Problem to solve -
Pull out every line of the data below that contains the string "white", matching case exactly, and copy each one unchanged.

Given records -
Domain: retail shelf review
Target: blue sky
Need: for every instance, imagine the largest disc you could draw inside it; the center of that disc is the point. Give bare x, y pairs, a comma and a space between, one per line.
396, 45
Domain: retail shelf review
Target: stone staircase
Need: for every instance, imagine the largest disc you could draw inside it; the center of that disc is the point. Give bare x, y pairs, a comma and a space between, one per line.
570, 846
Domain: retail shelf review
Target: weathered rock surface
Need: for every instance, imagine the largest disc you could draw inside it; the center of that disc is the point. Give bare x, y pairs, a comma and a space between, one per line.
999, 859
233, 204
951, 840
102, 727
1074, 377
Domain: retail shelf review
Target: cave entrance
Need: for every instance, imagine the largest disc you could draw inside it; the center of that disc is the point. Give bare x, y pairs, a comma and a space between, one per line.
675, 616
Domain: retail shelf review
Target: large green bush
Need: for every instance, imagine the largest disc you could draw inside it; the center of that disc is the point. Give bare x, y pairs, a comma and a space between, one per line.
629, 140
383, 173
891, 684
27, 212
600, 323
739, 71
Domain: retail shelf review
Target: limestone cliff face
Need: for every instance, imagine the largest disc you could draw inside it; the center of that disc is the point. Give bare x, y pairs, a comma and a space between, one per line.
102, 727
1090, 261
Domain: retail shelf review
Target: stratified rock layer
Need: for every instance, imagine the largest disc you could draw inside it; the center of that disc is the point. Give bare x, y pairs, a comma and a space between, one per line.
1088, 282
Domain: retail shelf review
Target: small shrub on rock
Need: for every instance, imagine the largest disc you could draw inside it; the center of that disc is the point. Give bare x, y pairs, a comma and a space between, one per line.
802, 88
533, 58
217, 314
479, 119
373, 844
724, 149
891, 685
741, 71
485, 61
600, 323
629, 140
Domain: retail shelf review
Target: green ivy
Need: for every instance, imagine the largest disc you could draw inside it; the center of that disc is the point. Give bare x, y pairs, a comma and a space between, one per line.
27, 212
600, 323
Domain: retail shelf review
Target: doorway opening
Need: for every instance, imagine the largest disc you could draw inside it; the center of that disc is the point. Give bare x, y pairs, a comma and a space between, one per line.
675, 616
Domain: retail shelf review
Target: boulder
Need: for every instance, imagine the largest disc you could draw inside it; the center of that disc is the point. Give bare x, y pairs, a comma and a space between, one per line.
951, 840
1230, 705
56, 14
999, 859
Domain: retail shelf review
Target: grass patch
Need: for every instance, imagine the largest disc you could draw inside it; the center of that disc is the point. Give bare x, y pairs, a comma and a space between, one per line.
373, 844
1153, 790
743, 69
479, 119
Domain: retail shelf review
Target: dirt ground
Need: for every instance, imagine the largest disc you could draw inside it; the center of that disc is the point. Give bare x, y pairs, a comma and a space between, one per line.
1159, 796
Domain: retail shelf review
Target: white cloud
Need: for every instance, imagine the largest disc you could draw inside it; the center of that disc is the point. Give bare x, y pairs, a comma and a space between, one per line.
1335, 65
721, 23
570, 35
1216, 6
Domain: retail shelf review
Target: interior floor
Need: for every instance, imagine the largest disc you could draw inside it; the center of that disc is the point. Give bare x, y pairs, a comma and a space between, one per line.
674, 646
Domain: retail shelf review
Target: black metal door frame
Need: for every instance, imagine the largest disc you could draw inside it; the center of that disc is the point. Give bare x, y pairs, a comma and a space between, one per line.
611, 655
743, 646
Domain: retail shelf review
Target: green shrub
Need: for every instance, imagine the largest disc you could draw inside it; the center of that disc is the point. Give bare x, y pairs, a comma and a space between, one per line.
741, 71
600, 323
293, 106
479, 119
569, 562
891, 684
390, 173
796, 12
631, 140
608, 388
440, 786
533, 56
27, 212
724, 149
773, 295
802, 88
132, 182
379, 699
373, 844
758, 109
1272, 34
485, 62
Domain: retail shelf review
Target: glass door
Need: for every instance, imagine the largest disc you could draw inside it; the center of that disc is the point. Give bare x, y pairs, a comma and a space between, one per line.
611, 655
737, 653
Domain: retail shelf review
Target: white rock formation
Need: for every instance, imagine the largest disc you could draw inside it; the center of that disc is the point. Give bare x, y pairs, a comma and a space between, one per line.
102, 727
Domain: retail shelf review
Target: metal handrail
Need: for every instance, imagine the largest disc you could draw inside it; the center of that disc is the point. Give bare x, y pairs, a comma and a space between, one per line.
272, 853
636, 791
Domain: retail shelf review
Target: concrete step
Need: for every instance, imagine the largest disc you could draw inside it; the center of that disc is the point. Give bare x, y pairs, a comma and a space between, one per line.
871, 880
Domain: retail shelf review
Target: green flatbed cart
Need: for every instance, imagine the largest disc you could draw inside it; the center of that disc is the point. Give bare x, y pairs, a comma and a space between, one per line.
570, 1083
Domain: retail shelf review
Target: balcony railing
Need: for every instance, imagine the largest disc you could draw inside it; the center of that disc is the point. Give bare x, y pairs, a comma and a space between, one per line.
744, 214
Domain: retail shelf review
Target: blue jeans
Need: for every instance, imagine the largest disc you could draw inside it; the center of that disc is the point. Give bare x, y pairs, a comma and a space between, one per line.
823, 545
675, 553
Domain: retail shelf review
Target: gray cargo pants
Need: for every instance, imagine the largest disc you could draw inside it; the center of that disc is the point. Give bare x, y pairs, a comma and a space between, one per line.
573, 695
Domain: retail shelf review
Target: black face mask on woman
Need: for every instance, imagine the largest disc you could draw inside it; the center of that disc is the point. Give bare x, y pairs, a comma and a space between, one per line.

The output -
Target: white cloud
Target: white rock formation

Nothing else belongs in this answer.